To do: Output the line that contains "# return one point per instance of the balcony, each" and each line after it in the listing, exactly as they appear, through the very last line.

┌────────

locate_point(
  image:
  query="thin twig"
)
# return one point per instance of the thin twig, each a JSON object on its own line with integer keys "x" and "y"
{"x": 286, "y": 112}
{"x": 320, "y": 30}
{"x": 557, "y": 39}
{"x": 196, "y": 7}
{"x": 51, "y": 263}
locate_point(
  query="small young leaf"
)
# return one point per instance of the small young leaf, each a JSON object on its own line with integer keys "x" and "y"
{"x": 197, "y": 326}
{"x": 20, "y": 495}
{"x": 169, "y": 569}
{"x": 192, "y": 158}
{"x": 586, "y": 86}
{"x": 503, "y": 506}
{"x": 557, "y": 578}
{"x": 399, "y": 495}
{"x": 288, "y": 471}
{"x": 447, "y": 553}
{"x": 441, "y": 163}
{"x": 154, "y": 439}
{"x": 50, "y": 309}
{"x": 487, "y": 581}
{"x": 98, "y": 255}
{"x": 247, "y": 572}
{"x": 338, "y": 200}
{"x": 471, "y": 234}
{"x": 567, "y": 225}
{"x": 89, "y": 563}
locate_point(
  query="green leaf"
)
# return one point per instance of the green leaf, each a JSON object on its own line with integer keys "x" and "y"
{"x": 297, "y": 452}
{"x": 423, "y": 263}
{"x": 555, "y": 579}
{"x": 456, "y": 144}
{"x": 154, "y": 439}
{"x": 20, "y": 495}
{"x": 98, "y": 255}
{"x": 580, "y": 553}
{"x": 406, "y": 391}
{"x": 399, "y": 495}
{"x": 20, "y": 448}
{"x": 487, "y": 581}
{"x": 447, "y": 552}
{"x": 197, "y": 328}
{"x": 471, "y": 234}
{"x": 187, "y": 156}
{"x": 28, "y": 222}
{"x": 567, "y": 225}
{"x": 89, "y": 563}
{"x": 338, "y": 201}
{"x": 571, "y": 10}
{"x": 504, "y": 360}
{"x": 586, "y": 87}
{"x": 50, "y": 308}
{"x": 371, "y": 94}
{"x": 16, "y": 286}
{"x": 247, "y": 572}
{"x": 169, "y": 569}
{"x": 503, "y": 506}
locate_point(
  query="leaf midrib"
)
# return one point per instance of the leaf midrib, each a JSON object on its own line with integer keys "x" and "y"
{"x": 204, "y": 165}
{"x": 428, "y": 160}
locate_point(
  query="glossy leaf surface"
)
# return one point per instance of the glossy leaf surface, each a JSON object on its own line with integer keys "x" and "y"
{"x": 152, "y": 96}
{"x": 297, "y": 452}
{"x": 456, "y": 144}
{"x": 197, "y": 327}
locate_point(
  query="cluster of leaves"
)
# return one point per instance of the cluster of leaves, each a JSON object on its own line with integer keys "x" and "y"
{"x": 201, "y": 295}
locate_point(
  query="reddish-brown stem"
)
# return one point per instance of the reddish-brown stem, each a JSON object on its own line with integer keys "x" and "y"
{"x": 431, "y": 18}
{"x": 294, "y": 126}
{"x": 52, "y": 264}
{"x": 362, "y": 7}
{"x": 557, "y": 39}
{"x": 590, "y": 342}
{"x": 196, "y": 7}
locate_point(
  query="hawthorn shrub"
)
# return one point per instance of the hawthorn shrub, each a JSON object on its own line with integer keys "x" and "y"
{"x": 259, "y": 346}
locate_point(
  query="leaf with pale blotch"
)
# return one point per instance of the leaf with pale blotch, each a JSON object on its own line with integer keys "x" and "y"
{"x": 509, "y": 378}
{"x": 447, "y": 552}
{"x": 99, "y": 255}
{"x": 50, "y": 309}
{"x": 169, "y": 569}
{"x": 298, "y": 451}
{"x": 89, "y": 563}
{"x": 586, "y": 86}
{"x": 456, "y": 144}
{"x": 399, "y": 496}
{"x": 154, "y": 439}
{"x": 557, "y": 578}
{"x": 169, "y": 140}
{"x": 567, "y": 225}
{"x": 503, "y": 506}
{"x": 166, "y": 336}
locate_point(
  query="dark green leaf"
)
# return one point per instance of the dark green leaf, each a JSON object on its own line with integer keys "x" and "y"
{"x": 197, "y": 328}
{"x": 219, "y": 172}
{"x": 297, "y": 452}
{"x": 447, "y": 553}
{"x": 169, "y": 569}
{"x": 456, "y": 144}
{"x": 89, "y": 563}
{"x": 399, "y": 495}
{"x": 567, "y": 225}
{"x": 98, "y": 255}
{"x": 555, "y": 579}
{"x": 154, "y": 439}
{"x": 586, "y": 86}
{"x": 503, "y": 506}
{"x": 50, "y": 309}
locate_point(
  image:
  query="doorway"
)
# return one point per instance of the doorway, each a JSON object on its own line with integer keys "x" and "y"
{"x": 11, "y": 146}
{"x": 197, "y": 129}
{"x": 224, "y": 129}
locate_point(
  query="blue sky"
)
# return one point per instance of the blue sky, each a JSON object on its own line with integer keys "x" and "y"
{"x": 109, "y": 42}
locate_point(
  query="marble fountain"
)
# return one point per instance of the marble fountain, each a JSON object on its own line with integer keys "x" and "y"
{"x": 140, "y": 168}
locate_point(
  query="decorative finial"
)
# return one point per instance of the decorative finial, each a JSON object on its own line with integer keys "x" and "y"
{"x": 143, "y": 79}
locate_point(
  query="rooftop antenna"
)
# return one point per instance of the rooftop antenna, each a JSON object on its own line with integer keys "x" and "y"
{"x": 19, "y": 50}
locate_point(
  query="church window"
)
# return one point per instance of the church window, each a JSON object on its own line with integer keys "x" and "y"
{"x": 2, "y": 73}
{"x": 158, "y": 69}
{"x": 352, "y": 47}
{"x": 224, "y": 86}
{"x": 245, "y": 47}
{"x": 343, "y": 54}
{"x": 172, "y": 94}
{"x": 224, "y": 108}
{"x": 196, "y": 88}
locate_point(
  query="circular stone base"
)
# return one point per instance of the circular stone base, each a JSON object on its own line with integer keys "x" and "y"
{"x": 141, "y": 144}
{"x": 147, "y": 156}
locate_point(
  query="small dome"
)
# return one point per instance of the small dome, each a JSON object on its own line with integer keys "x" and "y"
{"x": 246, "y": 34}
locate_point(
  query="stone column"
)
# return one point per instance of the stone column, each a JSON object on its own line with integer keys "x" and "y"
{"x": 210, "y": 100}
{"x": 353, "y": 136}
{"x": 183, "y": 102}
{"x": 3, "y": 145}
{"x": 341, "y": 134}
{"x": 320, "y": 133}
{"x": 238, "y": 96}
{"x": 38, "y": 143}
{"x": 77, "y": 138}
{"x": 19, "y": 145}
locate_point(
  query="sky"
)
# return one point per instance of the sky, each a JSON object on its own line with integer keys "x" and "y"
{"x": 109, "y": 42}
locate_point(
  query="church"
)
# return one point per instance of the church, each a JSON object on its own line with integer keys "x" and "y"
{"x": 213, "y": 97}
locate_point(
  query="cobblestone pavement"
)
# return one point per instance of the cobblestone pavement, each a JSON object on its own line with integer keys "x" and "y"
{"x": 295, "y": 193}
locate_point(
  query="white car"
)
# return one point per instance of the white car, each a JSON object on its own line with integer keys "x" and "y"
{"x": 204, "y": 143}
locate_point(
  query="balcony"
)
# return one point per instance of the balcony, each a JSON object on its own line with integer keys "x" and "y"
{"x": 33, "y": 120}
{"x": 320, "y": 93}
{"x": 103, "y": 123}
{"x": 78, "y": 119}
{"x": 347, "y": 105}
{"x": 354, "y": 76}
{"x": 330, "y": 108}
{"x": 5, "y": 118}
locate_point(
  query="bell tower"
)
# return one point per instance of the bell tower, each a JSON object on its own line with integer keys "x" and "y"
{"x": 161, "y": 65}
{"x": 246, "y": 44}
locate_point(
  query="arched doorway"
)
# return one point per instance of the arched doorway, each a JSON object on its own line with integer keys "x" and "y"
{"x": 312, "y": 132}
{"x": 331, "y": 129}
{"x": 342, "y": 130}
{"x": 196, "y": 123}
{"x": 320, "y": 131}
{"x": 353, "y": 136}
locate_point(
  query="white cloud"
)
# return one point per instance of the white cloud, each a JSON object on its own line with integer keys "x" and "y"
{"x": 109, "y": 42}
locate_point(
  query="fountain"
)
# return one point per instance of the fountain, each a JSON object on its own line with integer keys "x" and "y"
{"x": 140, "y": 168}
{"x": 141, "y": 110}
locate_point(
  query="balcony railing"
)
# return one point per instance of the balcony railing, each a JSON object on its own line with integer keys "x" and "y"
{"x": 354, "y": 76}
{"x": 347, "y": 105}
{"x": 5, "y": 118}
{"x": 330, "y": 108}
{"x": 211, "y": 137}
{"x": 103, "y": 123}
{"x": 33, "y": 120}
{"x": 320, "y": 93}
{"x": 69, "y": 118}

└────────

Solution to the problem:
# return one point per instance of the balcony, each a JSON object on its own line with integer keys "x" and "y"
{"x": 33, "y": 120}
{"x": 320, "y": 93}
{"x": 103, "y": 123}
{"x": 78, "y": 119}
{"x": 347, "y": 105}
{"x": 354, "y": 76}
{"x": 330, "y": 108}
{"x": 5, "y": 118}
locate_point(
  query="bell tower"
)
# return one point per instance of the bell tower, each a JSON object on its own line with integer keys "x" and "y"
{"x": 161, "y": 65}
{"x": 246, "y": 44}
locate_point(
  query="arched doorway"
)
# return one point per instance of the arched doorway, each a JSON object on its own line with integer keys "x" and "y"
{"x": 312, "y": 132}
{"x": 331, "y": 129}
{"x": 342, "y": 130}
{"x": 196, "y": 123}
{"x": 320, "y": 131}
{"x": 353, "y": 136}
locate_point(
  query="white cloud"
)
# return one point per instance of the white cloud, each a JSON object on its own line with integer keys "x" and "y"
{"x": 109, "y": 42}
locate_point(
  query="fountain"
)
# return one point per instance of the fountain, each a JSON object on its own line with integer keys "x" and "y"
{"x": 140, "y": 168}
{"x": 141, "y": 110}
locate_point(
  query="balcony railing"
)
# return one point per instance of the balcony railing, each a JSON object on its own line with integer keys "x" and "y"
{"x": 354, "y": 76}
{"x": 347, "y": 105}
{"x": 5, "y": 118}
{"x": 330, "y": 108}
{"x": 211, "y": 137}
{"x": 103, "y": 123}
{"x": 33, "y": 120}
{"x": 320, "y": 93}
{"x": 69, "y": 118}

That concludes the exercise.